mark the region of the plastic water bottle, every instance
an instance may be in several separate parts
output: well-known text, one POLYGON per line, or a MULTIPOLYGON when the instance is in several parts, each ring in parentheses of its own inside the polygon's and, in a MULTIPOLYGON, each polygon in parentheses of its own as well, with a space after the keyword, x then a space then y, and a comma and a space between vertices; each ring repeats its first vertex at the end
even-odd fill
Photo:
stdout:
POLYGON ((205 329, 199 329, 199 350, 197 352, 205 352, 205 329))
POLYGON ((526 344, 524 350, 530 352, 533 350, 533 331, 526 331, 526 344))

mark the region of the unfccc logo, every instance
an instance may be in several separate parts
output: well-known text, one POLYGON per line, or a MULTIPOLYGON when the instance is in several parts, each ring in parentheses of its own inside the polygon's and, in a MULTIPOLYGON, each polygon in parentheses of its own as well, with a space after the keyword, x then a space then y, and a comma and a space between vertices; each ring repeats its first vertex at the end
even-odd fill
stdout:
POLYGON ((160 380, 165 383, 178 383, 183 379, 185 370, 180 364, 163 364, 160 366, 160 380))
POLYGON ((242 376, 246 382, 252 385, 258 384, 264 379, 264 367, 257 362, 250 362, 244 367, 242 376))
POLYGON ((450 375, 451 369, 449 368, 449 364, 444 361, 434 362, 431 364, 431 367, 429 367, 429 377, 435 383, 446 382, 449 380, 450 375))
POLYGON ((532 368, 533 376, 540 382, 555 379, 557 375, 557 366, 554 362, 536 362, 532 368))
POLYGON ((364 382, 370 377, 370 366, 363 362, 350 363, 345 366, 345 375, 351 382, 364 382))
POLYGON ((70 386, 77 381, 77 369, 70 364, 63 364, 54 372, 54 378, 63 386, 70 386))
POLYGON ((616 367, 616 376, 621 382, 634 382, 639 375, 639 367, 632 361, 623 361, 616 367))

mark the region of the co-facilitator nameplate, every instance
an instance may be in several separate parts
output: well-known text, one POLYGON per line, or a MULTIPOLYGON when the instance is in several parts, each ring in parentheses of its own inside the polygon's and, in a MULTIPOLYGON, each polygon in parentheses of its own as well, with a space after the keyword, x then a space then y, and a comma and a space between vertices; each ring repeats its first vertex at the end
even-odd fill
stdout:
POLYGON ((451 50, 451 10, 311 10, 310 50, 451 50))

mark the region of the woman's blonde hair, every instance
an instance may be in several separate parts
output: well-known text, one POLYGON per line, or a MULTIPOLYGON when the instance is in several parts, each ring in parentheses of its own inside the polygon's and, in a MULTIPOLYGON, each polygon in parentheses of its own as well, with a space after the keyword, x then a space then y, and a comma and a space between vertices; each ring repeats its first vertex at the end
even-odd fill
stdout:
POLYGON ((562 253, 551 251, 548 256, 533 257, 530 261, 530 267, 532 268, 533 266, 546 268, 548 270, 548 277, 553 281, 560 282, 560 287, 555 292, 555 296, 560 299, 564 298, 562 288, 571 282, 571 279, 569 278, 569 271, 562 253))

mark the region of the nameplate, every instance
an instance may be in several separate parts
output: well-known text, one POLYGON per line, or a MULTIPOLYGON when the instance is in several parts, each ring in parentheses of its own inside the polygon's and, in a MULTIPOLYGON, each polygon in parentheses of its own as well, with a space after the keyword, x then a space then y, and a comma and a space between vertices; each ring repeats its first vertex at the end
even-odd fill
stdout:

###

**Do this:** Reproduce all the rows above word for word, with nothing changed.

**Task result:**
mark the region of the plastic water bottle, every instance
an instance may be in several separate parts
output: well-known text, one POLYGON per line, or a MULTIPOLYGON when the instance is in several parts, each ring in parentheses of its own inside the polygon's and, in a MULTIPOLYGON, each polygon in parentheses of its own as well, with a space after the keyword, x then a space then y, and a comma and a space between vertices; each ring repeats its first vertex at the end
even-odd fill
Photo:
stdout:
POLYGON ((205 329, 199 329, 199 350, 197 352, 205 352, 205 329))
POLYGON ((526 344, 524 350, 530 352, 533 350, 533 331, 526 331, 526 344))

mark the region of the unfccc logo, every instance
an instance may be in several separate parts
output: well-known text, one POLYGON per line, or a MULTIPOLYGON when the instance is in several parts, each ring in parentheses of its own inside the polygon's and, in a MULTIPOLYGON, each polygon in parentheses of its own as well, with a space after the keyword, x then a space then y, and a comma and a space between vertices; each ring repeats its first vertex at the end
even-odd fill
stdout:
POLYGON ((160 380, 165 383, 178 383, 183 379, 185 370, 180 364, 163 364, 160 366, 160 380))
POLYGON ((242 376, 246 382, 252 385, 258 384, 264 379, 264 367, 257 362, 250 362, 244 367, 242 376))
POLYGON ((450 375, 451 369, 449 368, 449 364, 444 361, 434 362, 431 364, 431 367, 429 367, 429 377, 435 383, 446 382, 449 380, 450 375))
POLYGON ((532 368, 533 376, 540 382, 555 379, 557 375, 557 366, 554 362, 536 362, 532 368))
POLYGON ((364 382, 370 377, 370 366, 363 362, 350 363, 345 366, 345 375, 351 382, 364 382))
POLYGON ((70 386, 77 381, 77 369, 70 364, 63 364, 54 372, 54 378, 63 386, 70 386))
POLYGON ((616 367, 616 376, 621 382, 634 382, 639 375, 639 367, 632 361, 623 361, 616 367))

mark the region of the co-facilitator nameplate, every instance
an instance may be in several separate parts
output: well-known text, one POLYGON per line, or a MULTIPOLYGON when the instance is in several parts, each ring in parentheses of its own inside the polygon's and, in a MULTIPOLYGON, each polygon in parentheses of its own as well, with a space after the keyword, x then a space then y, and a comma and a space between vertices; each ring repeats its first vertex at the end
even-odd fill
stdout:
POLYGON ((451 50, 451 10, 311 10, 310 50, 451 50))

mark the region of the woman's blonde hair, every instance
an instance may be in several separate parts
output: well-known text, one POLYGON per line, or a MULTIPOLYGON when the instance is in several parts, each ring in parentheses of its own inside the polygon's and, in a MULTIPOLYGON, each polygon in parentheses of its own as well, with a space after the keyword, x then a space then y, and a comma and a space between vertices; each ring repeats its first vertex at the end
even-odd fill
stdout:
POLYGON ((562 253, 551 251, 548 256, 533 257, 530 261, 530 267, 532 268, 533 266, 546 268, 548 270, 548 277, 553 281, 560 282, 560 287, 555 292, 555 296, 560 299, 564 298, 562 288, 571 282, 571 279, 569 278, 569 271, 562 253))

mark the region of the nameplate, every instance
an instance may be in several separate parts
output: well-known text, one POLYGON per line, or a MULTIPOLYGON when the instance is in several parts, each ring in parentheses of its own inside the polygon's and, in a MULTIPOLYGON, each polygon in parentheses of its own as well, with a space after the keyword, x then a space then y, and a comma and a space between vertices; each ring repeats its first vertex at the end
even-odd fill
stdout:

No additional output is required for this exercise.